* SEITENAUSZUG
======

Die Beteiligten sind die Wohnungseigentümer einer Wohnanlage, die aus acht Häusern mit mehr als 200 Wohnungen besteht. Dem Antragsgegner gehört eine der Wohnungen; die Antragssteller sind die übrigen Wohnungseigentümer.
In § 4 Nr. 5 der im Grundbuch eingetragenen Gemeinschaftsordnung ist festgelegt, dass das Anbringen von Außenantennen untersagt ist.
Durch mehrheitlich gefassten, bestandskräftig gewordenen Beschluss der Eigentümerversammlung vom 1.12.1983 wurde dem Antragsgegner gestattet, auf dem Dach des Lifthäuschens eines der zu der Wohnanlage gehörenden Häuser eine Funkantenne anzubringen. Gleichzeitig wurde beschlossen, dass hierzu ein entsprechender Vertrag abzuschließen sei. In Vollzug dieses Beschlusses schloss die damalige Verwalterin mit dem Antragsgegner unter dem 26.5. /5.6.1984 einen "Antennenvertrag", der nach § 8 unbefristet und nur bei Obliegenheitsverletzungen und nach Abmahnung kündbar ist.
In der Folgezeit stellte der Antragsgegner die heute noch vorhandene Funkamateuranlage auf. Um zu dieser zu gelangen, muss der Antragsgegner entweder eine Fluchttreppe benutzen, die zu einer im Sondernutzungsrecht des jeweiligen Eigentümers einer zweistöckigen Penthousewohnung (Wohnung Nr. 206) stehenden Dachterrasse führt, oder er muss die Wohnung Nr. 206 durchqueren.

======

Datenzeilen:
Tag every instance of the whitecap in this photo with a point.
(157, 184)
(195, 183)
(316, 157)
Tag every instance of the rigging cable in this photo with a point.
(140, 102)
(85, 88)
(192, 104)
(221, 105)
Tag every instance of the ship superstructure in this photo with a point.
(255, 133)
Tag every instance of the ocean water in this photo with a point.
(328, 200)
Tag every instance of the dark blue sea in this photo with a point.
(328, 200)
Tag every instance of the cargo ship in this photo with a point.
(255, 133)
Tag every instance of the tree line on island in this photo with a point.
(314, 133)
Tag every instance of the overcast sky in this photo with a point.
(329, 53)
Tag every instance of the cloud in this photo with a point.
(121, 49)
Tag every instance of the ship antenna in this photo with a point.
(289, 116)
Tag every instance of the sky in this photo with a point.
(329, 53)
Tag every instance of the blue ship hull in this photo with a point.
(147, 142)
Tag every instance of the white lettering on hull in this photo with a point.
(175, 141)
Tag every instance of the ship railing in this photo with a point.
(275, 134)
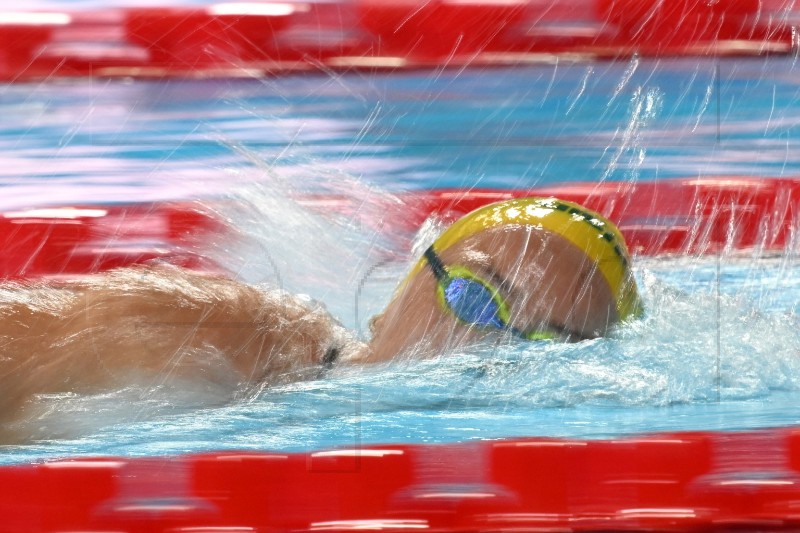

======

* AUFGABE
Führe den Auszug über den Streit um die Funkantenne in der Wohnanlage im gleichen Stil weiter, beginnend nach seinem letzten Satz.

* LÖSUNG
Da es im Laufe der Zeit zu Unstimmigkeiten und zu Bedenken hinsichtlich der von der Anlage ausgehenden Strahlungen kam, fassten die Wohnungseigentümer in der Eigentümerversammlung vom 9.4.1997 unter Tagesordnungspunkt (TOP) 11 mit Stimmenmehrheit den Beschluss, dass die Genehmigung zum Betrieb einer Funkantenne widerrufen wird. Dieser Beschluss wurde nicht angefochten.
Die Antragsteller verlangen nunmehr vom Antragsgegner Beseitigung der Antenne. Das Amtsgericht hat dem Antrag am 11.10.2004 stattgegeben. Das Landgericht hat durch Beschluss vom 2.5.2005 die gegen diese Entscheidung eingelegte sofortige Beschwerde zurückgewiesen. Hiergegen richtet sich die sofortige weitere Beschwerde des Antragsgegners.
II.
Das zulässige Rechtsmittel ist unbegründet.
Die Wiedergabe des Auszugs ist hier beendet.